*What you will do*
Write down each entry again, exactly as it reads.

*Data for analysis*
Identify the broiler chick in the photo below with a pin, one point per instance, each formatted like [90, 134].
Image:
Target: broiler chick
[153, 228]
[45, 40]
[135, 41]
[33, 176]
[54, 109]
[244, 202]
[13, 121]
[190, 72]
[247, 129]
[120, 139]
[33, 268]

*Result of this exercise*
Identify the broiler chick in the photo below with a pin, one point per instance, each formatted like [90, 134].
Image:
Target: broiler chick
[153, 228]
[45, 40]
[135, 41]
[33, 176]
[54, 109]
[244, 202]
[13, 121]
[190, 72]
[247, 129]
[120, 139]
[33, 268]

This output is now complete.